◆ INFORMATION:

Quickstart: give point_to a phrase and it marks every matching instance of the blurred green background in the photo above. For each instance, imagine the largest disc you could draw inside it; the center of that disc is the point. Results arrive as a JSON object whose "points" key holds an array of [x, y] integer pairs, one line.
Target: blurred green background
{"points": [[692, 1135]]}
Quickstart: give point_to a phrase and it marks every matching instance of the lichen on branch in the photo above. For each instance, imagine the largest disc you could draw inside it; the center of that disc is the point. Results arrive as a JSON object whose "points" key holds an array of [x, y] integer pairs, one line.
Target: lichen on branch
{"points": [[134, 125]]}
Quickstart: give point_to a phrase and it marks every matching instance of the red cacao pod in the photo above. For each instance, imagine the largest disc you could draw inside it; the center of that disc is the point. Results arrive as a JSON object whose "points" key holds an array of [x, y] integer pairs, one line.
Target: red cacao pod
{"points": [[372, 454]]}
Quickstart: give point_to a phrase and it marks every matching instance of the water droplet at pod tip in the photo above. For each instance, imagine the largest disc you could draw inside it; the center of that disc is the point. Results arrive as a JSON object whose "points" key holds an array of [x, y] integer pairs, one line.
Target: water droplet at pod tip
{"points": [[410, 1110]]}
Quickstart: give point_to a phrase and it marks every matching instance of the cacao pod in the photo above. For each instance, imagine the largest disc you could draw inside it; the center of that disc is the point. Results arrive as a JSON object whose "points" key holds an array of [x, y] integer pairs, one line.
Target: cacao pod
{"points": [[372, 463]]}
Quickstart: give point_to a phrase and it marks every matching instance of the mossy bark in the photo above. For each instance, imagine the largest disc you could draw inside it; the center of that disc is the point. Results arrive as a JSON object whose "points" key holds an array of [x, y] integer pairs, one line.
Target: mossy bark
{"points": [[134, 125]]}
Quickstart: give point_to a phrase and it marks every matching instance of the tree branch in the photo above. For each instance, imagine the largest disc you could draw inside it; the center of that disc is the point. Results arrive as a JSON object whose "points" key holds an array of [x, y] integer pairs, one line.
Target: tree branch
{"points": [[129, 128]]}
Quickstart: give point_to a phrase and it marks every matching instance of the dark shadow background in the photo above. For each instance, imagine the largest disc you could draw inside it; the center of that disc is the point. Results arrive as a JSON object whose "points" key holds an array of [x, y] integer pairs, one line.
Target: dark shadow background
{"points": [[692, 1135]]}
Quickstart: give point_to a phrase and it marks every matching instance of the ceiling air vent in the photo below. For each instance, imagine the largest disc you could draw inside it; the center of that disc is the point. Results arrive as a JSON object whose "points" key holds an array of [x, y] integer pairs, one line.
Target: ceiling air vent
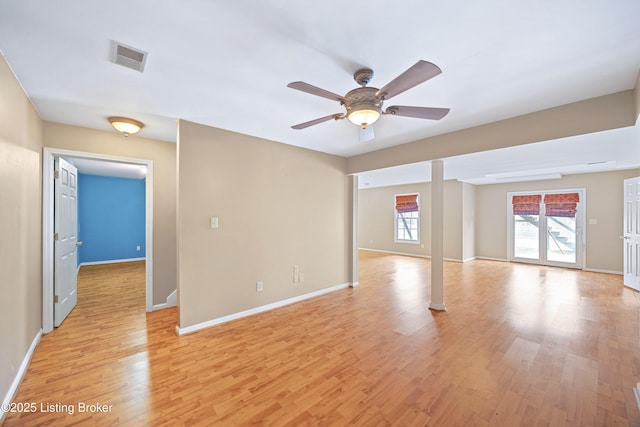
{"points": [[128, 56]]}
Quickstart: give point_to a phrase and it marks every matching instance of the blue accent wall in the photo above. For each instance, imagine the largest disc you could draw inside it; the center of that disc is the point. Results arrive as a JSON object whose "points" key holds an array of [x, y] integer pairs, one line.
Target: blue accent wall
{"points": [[111, 218]]}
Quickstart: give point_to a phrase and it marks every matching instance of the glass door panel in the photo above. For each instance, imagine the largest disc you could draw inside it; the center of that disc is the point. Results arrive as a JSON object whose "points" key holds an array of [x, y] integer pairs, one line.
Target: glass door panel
{"points": [[546, 228], [561, 239], [526, 236]]}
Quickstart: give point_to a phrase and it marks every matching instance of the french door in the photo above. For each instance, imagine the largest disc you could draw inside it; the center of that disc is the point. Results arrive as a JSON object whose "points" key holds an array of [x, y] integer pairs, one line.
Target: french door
{"points": [[547, 227]]}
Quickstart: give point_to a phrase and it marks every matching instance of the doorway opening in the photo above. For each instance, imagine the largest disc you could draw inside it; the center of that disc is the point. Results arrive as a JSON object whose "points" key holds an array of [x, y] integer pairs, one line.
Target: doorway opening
{"points": [[48, 166]]}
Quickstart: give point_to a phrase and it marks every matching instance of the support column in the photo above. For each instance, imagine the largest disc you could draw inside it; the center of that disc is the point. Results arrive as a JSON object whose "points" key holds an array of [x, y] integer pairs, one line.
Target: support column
{"points": [[437, 236], [352, 247]]}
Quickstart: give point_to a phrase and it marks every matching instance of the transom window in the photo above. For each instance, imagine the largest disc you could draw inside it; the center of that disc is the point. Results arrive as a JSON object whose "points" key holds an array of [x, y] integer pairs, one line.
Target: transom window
{"points": [[407, 218]]}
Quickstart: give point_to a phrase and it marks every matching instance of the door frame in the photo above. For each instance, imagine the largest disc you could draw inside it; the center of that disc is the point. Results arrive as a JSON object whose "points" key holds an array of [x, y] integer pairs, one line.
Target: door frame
{"points": [[581, 236], [48, 158]]}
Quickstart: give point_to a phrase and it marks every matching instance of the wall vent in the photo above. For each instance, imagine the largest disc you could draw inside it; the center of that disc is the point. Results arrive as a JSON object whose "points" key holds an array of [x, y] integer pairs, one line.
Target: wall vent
{"points": [[128, 56]]}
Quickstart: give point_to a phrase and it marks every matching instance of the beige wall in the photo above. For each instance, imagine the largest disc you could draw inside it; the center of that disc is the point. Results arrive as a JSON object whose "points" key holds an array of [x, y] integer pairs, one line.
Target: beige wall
{"points": [[376, 219], [278, 206], [604, 198], [163, 155], [21, 226], [468, 221]]}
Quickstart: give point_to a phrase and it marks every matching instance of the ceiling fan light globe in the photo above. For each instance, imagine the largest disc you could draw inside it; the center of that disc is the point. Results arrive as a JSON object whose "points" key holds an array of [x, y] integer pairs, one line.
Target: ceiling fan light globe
{"points": [[364, 117]]}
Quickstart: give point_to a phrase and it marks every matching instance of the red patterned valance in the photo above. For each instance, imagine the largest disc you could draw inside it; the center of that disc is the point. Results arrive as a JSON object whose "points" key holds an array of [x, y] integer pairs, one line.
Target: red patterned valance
{"points": [[564, 205], [562, 198], [526, 205], [407, 203]]}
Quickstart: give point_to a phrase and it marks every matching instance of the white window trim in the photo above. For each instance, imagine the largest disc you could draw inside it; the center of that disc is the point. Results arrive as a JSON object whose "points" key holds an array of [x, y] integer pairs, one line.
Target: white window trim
{"points": [[395, 220]]}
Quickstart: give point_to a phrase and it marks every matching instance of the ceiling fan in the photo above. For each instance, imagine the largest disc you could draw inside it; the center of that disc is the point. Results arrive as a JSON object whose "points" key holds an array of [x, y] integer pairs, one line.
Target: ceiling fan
{"points": [[364, 104]]}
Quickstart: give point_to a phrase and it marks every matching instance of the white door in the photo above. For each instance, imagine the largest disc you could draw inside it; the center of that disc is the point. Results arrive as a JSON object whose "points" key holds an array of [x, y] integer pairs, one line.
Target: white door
{"points": [[65, 240], [632, 233]]}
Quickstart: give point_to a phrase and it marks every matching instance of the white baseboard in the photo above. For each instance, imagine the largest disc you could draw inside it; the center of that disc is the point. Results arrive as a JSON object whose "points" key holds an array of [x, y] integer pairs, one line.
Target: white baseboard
{"points": [[112, 261], [172, 301], [20, 374], [394, 253], [437, 307], [492, 259], [596, 270], [256, 310]]}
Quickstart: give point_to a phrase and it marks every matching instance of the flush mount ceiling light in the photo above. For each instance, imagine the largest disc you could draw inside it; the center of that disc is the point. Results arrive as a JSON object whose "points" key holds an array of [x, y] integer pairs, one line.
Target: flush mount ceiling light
{"points": [[125, 125]]}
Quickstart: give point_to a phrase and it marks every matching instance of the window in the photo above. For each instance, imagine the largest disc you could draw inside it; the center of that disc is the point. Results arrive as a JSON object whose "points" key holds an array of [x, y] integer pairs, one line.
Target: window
{"points": [[407, 223]]}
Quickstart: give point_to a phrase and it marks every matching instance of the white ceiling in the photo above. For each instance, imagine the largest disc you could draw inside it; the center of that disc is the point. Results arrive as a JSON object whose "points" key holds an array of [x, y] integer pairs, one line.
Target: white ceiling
{"points": [[227, 64]]}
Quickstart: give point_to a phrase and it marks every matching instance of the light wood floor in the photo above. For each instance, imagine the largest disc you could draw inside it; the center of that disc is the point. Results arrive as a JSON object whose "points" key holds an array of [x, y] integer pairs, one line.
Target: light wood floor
{"points": [[518, 345]]}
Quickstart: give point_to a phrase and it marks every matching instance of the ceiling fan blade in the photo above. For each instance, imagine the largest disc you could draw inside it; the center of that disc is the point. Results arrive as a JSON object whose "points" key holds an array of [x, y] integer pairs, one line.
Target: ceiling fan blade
{"points": [[313, 90], [418, 112], [317, 121], [420, 72], [367, 134]]}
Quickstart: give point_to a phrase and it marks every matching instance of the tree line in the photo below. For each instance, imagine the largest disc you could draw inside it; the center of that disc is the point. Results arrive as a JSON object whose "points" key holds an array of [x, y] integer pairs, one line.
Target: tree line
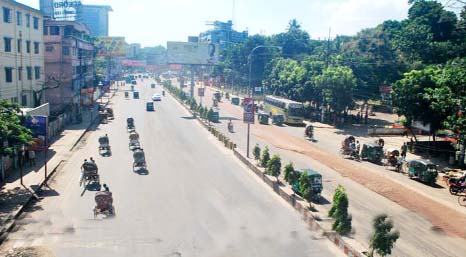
{"points": [[422, 58]]}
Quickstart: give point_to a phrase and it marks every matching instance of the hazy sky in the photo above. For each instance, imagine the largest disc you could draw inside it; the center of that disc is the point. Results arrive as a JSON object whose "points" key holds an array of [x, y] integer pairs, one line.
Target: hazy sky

◆ AIM OF THE EXERCISE: Please reproduce exactly the lines above, beginning with the first and ending with the line that contains "of the mossy", and include nothing outside that range.

◆ PROBLEM SOLUTION:
Quickstart: give point_to a phrase and it marks every matching instance of the blurred green background in the photo above. For each instance, imagine the largest disc you could draw inside it; the center of that disc is the point. Results arrive as a JSON object whose "points" key holds an array of [x, y] integer pairs, one line.
Target: blurred green background
{"points": [[692, 1135]]}
Quickstart: give point_to a phrase and it marks every matching instance of the lichen on branch in the photo above. For each instance, imagine the largest disc you could draw inside it; the center of that disc is the point. Results arrive as a JSON object whose "points" key holds an array of [x, y] integer pairs, one line.
Target: lichen on branch
{"points": [[134, 125]]}
Quickstart: give point_to a phrase and it marks every matching instance of the red cacao pod in the photo above. For each instance, imagine the largest disc you could draw inside it; the center of that disc is the point. Results arrive as a JSON object whose "points" key holds an array of [x, y] integer pairs, one line.
Target: red cacao pod
{"points": [[372, 454]]}
Quickstart: give point_to a phrase and it marks every matching instance of the water droplet at pod tip in the photo above. For each instance, imagine the largest disc you could draw inside it; the center of that disc is the point. Results arrive as a JSON object whose "points" key holds an array of [x, y] integer pairs, one line.
Target: water droplet at pod tip
{"points": [[410, 1110]]}
Quickstart: give point_to a phrase and it marks every matching instance of the cacao pod in the photo above. For each instance, imagine the largest disc you could draw inside it; the center of that disc is the point. Results arrive as a JSON object whose "points" key holds an array of [x, y] integer pairs, one line.
Target: cacao pod
{"points": [[372, 463]]}
Quickstart: give point_to a phrase and it marks every matching instance of the mossy bark in the photo above. For each instance, imagine the largest disc you could draw inside it; the center of that disc is the point. Results arrive as a JSON object whose "points" key holds an array of [x, y] integer pairs, one line.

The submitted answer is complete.